• _Task input_

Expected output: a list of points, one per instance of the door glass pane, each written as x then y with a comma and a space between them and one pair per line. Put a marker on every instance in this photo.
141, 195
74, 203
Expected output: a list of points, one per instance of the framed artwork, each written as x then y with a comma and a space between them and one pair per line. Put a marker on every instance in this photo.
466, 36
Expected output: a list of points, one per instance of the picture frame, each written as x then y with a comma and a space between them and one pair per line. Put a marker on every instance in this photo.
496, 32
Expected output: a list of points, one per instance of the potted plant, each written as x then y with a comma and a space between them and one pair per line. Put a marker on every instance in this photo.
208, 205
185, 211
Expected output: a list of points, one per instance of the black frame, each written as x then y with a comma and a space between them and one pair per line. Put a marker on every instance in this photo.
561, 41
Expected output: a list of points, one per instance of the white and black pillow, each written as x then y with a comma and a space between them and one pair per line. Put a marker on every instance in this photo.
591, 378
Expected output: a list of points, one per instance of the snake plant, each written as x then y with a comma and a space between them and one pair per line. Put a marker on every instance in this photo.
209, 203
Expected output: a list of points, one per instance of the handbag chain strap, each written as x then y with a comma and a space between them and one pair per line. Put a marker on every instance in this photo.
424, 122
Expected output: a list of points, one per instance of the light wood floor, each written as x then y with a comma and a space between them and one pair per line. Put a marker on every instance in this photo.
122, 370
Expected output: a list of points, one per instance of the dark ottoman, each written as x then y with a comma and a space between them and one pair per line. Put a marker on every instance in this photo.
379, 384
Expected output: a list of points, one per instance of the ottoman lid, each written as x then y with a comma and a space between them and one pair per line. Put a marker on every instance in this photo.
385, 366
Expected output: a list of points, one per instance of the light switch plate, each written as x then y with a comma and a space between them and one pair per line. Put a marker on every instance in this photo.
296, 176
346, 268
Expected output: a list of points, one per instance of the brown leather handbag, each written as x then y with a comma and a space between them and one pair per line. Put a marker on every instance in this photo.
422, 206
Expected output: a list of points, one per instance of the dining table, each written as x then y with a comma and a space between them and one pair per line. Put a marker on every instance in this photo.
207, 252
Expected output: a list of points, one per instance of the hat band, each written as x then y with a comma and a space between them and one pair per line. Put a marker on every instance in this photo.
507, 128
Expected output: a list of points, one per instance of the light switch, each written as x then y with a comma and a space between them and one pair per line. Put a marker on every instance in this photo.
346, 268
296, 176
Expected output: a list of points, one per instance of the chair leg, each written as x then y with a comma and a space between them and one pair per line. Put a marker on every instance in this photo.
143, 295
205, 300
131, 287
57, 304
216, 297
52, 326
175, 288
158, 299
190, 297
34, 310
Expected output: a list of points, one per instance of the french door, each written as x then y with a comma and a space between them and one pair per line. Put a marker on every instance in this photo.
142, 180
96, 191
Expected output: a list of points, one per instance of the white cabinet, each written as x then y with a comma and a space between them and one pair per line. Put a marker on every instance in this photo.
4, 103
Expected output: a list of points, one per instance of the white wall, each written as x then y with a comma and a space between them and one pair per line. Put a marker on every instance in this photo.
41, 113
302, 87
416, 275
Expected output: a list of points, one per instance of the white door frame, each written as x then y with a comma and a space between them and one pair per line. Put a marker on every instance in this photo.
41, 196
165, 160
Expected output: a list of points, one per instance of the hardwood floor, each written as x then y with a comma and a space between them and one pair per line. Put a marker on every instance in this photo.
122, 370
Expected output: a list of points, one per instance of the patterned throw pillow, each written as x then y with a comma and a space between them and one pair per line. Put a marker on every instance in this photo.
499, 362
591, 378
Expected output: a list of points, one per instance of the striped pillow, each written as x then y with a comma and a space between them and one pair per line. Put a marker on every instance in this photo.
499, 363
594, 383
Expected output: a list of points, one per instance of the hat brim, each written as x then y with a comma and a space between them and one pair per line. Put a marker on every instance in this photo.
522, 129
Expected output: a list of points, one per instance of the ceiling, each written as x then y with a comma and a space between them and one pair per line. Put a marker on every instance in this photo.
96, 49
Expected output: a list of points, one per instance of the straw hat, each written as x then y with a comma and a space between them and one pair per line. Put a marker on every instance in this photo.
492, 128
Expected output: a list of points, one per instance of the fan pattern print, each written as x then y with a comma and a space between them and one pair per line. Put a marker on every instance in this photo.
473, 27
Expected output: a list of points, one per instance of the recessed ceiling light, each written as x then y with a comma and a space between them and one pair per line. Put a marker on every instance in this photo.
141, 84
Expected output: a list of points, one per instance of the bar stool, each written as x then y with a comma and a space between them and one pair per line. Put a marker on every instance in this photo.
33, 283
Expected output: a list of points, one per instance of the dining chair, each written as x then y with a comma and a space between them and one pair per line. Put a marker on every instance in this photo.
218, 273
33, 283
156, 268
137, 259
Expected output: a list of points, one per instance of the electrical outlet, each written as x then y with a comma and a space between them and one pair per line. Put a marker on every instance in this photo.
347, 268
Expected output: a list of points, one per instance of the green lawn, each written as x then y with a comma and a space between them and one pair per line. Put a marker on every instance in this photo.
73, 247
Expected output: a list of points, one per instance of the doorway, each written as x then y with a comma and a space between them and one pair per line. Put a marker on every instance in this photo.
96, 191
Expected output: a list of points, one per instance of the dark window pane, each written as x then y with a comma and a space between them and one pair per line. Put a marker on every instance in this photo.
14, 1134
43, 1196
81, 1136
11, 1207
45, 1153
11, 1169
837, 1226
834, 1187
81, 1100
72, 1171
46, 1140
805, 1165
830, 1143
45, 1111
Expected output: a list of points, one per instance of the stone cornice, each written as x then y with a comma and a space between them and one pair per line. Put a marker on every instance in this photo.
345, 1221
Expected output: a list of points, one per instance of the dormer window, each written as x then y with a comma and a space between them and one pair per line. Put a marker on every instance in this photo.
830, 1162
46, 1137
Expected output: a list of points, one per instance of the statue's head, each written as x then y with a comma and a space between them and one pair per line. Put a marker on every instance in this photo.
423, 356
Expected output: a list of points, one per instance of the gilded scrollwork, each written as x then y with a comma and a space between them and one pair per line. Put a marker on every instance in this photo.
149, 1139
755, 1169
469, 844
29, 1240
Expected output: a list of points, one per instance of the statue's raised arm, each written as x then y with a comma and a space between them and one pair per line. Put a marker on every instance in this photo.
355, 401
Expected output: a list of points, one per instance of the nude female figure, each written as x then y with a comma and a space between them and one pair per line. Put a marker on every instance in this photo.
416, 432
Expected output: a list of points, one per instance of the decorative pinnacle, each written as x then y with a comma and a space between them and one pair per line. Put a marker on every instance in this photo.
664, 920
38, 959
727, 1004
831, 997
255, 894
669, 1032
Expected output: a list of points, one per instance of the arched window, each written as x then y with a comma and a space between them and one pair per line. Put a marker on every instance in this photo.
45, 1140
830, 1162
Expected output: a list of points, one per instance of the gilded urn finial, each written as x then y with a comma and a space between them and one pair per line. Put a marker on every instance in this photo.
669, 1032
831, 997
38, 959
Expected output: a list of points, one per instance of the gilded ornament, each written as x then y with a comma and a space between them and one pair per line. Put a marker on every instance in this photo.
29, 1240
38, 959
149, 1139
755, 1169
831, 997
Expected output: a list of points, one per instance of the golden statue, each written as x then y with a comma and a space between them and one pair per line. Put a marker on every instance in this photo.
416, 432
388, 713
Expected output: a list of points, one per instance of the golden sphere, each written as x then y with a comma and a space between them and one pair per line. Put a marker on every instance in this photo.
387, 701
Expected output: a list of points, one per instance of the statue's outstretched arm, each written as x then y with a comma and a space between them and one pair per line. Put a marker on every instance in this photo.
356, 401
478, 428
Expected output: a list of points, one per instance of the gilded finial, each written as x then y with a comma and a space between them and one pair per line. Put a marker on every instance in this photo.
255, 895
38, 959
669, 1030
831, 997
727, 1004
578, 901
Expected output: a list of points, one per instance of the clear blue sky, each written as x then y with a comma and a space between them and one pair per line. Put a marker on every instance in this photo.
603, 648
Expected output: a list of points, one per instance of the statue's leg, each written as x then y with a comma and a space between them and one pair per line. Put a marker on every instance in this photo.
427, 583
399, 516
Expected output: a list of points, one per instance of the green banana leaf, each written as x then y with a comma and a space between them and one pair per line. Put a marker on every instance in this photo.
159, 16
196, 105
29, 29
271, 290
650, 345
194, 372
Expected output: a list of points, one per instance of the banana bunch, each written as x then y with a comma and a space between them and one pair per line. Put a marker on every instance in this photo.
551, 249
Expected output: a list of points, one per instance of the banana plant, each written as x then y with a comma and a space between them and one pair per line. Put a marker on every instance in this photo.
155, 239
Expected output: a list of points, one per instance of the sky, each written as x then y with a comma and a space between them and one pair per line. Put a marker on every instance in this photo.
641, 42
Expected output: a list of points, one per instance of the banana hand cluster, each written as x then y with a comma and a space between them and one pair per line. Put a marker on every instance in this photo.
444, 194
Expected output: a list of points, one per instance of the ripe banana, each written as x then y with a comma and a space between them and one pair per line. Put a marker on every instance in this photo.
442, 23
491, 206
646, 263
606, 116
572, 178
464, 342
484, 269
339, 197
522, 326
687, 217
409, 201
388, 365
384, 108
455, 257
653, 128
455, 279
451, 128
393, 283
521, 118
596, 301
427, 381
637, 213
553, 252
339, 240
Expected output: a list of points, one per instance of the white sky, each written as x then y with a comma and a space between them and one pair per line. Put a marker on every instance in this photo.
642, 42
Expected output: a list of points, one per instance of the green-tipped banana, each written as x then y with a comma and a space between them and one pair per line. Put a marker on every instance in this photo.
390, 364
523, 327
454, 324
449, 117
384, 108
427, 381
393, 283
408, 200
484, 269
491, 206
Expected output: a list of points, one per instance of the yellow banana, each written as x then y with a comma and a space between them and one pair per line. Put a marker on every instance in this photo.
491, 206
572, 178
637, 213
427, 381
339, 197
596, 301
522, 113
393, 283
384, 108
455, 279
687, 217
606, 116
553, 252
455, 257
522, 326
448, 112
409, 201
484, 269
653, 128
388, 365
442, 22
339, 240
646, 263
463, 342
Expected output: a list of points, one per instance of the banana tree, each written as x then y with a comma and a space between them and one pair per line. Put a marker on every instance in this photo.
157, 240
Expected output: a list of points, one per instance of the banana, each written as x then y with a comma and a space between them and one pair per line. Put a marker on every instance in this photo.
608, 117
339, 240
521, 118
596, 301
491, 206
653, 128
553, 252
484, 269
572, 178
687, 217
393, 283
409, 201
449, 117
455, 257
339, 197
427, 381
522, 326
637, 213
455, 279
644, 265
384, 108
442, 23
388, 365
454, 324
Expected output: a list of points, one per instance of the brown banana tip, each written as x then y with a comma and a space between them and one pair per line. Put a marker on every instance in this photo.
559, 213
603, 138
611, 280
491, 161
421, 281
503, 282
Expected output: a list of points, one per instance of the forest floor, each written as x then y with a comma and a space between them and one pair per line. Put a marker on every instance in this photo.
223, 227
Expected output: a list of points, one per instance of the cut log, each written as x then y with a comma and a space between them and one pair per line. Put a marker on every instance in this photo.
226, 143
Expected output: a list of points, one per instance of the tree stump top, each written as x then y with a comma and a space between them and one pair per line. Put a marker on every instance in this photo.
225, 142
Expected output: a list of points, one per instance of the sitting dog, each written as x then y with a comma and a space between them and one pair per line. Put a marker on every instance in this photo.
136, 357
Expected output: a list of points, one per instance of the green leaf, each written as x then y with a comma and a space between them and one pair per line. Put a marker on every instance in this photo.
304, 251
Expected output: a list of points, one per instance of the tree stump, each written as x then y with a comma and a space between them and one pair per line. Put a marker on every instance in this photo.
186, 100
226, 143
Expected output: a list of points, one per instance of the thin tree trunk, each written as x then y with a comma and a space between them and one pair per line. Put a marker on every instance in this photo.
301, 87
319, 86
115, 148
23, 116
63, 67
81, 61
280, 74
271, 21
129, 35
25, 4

• _What the task asks_
Quote the line that contains "of the forest" and each line after it through the end of the data, exactly, leaving out everything else.

• _Finished task_
Expected output: a list of points, one per instance of the forest floor, each written as x then y with a comma and a space between them and one pair per line. Put a marker on every instance in this photo.
223, 227
Expected output: a list of points, one per instance of the cut log, each written as x then y with a comma and a space between them and one pair per line. Put a marker on every instance in this photo.
226, 143
Expected output: a list of points, one per instance of the tree stump top, each written as x then y with a comma and a space between them and one pair per line. Put a marker on every instance in this photo.
225, 142
Expected output: a list of points, one per instance of the sitting dog, each written as x then y with a comma and a space between them and one pair per line. Put a marker on every instance in this photo.
136, 357
Expected output: a list of points, one per instance of the green leaf, each written as x then y with a comma and a space between them and one pair per line. Put a marker on every instance in this photo.
304, 251
Expected output: a list of points, one per instance of the tree stump, each written as x then y with a comma and a space between them and one pair per line. Put a marker on every instance in this photo.
186, 100
226, 143
Expected output: a list of points, one per instance of the thin tree trunk, each written as x then y with a comma and a space between them and one pair per line. Put a marker on every instance in this photo.
301, 87
319, 86
115, 148
23, 116
63, 67
81, 61
280, 74
271, 21
129, 35
25, 4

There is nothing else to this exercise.